QUÉ SE PIDE ▸
[a] En el fragmento sobre el ensayismo de Kurz, ¿por qué Kurz espera que no se corrija el posible error de imprenta en el nombre "José Justo Gómez de la Cortina y Gómez de la Cortina"? Respóndelo en una a tres oraciones.
[b] Prosigue el fragmento sobre el ensayismo de Kurz a partir de su última oración.

--- FRAGMENTO DEL DOCUMENTO ---

Que Cratilismo… se escribió, digamos, en un cubículo universitario pero durante las horas muertas o secuestradas de la jornada laboral lo prueban los usos desviados y productivos de ciertos procedimientos académicos. Cuando habla de “José Justo Gómez de la Cortina y Gómez de la Cortina”, Kurz precisa: “No sé si el nombre así escrito es correcto, o si se trata de un error de imprenta en mi edición de las Poliantea a cargo de la UNAM. Si es error, espero que no se corrija”, y eso porque, a partir de esta curiosa duplicación de apellido, Kurz comienza a hilvanar un nuevo capítulo en su disquisición sobre quienes, cratílicos, pudieran pensar que un apellido doble acaso corresponda a las hazañas doblemente prestigiosas de los antepasados. Lo mismo, pero más acusado, cuando Kurz confronta sus conjeturas sobre Sócrates y Cratilo con “la traducción castellana del diálogo [platónico] que yo consulto, que es la de ‘todo el mundo’, la anónima de Porrúa”: de este no poder confiarse a una edición muy poco confiable pero tener que sujetarse a ella se desprenderán las frases más incisivas sobre el texto fundador del cratilismo. Algo recuerda todo esto a lo que ocurría en otro libro también reseñado en esta revista: en Leyendo agujeros, Luis Felipe Fabre se ajustaba al hecho de que en ese tiempo era imposible conseguir los poemas de Mario Santiago Papasquiaro, pero esa carencia era de pronto la mejor base para discurrir sobre los infrarrealistas. Y algo recuerda, sobre todo, a la magnífica lectura que hizo Julio Ramos del Facundo, donde Sarmiento no aparece sólo como alguien fatalmente ubicado en una cultura llena de fisuras y anomalías, sino como quien maneja voluntaria y maliciosamente esa distinta y fascinante posibilidad cultural.
2. Algo que se desprende de este primer comentario sobre el ensayismo de Kurz y sus condiciones de posibilidad son sus “recreaciones ficticias”, sus coloquialismos y sus chistes, elementos que, me parece, mucho tienen que ver con este espacio intermedio de su enunciación: entre la academia y la literatura, también entre la tradición alemana y la mexicana, entre una y otra y otra lenguas. Uno pasa la página y de pronto ya no es Kurz quien habla sino un Fausto gachupín que, para colmo, le lee a Novalis un fragmento de la Crónica mexicana de Hernando de Alvarado; no sólo eso: después de preguntar a Novalis si su Enrique de Ofterdingen finalmente hallará la flor azul, este Fausto movedizo lo desconcierta con una referencia nada menos que a José María Arguedas. Monólogos (o diálogos) dramáticos, como los que Guillermo Sucre estudió en la poesía de Borges, pero aquí potenciados por una malicia lúdica e impúdica: la de un profesor que, una vez vacío el salón de clases, abre su cajón de disfraces y se entrega a montar en solitario una comedia beckettiana llamada “La literatura moderna”. Otras dos de estas recreaciones ficticias: Oliverio Girondo, en su cuarto, despotricando en español bien mexicano contra la muerte, y la muerte, una calaca medio muertesinfín, huyendo del cuarto de Girondo, “espantada, en pánico, asqueada, pero muy excitada; se le endurecieron los pezones”; el pequeño Arthur Rimbaud, quejándose y mascullando barbaridades, echando mano de geniales mexicanismos (“¿Por qué siempre tan sobrio Baudelaire? Aun así se peló joven”), preguntándose “¿por qué no nací sinestésico?” y rehaciendo su famoso soneto: “A ver… ¿Qué color tendrá la A jodida? ‘A jodida, E chingada, I bien erecta, O se me antoja, U como un culo grandote’. Como el culo de Paul.”

--- MATERIAL PROPORCIONADO ---

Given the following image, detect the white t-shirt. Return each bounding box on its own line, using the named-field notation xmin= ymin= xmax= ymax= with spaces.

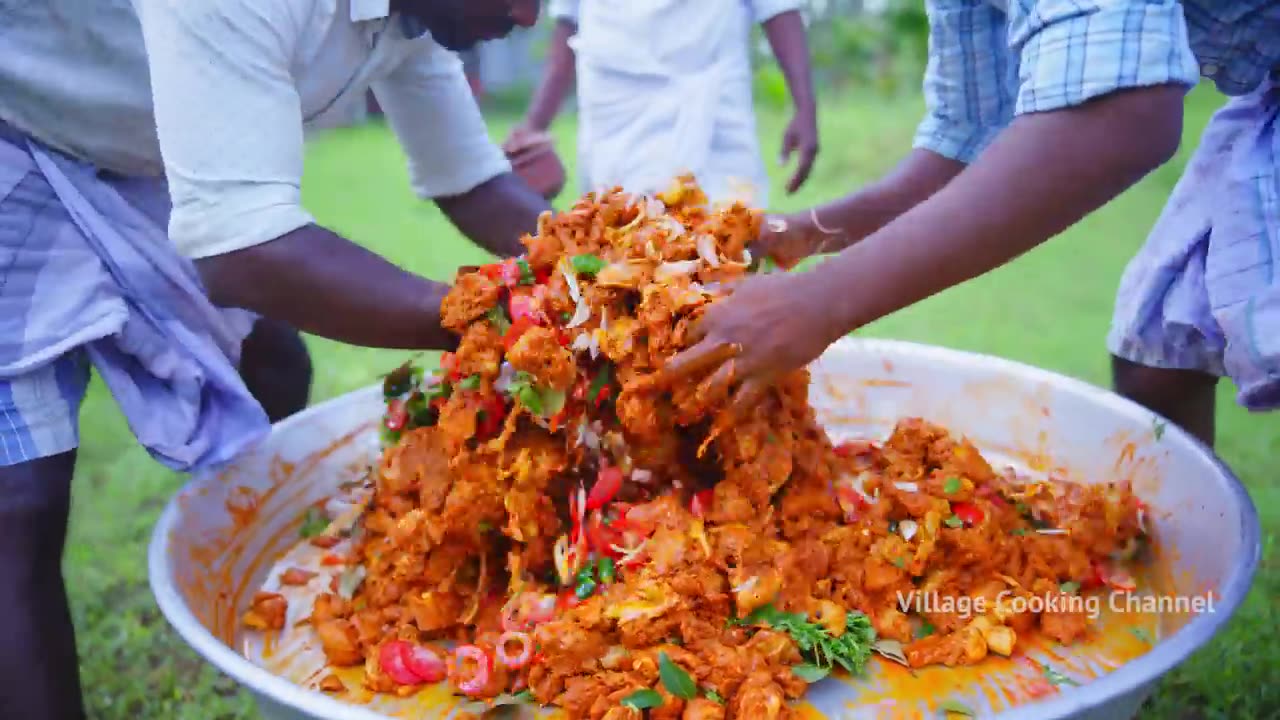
xmin=0 ymin=0 xmax=511 ymax=258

---

RESPUESTAS ESPERADAS ▸
[a] Kurz lo espera porque a partir de esa curiosa duplicación del apellido comienza a hilvanar un nuevo capítulo de su disquisición. Ese capítulo trata de quienes, cratílicos, pudieran pensar que un apellido doble acaso corresponda a las hazañas doblemente prestigiosas de los antepasados.

[b]
Aquí han asomado ya, por cierto, los dosificados coloquialismos de Kurz y su enorme carácter disonante: no sólo porque aparezcan, por ejemplo, en medio de otro monólogo ficticio, la sofisticada perorata del doctor Flechsig, psiquiatra del jurista Daniel Paul Schreber, sino porque rompen la ilusión del discurso: uno lee y supone, o asume más bien, que las palabras de Flechsig estarían en alemán, es decir traducidas del alemán, hasta que nos topamos con su descripción de la esposa de Schreber: “veinteañera apenas y muy ganosa”. Kurz, así, pone en acto uno de los argumentos anticratílicos que ni Sócrates ni Gómez de la Cortina, entre otros, quisieron contemplar: si no hay arbitrariedad del signo, si la lengua dice directamente el mundo e incluso lo crea, sin mediaciones, ¿qué pasa cuando nuestras disquisiciones sobre el poder mimético de las palabras se ven reducidas a cenizas o a disparates al confrontarse con las palabras y las particularidades sonoras de otras lenguas?(2)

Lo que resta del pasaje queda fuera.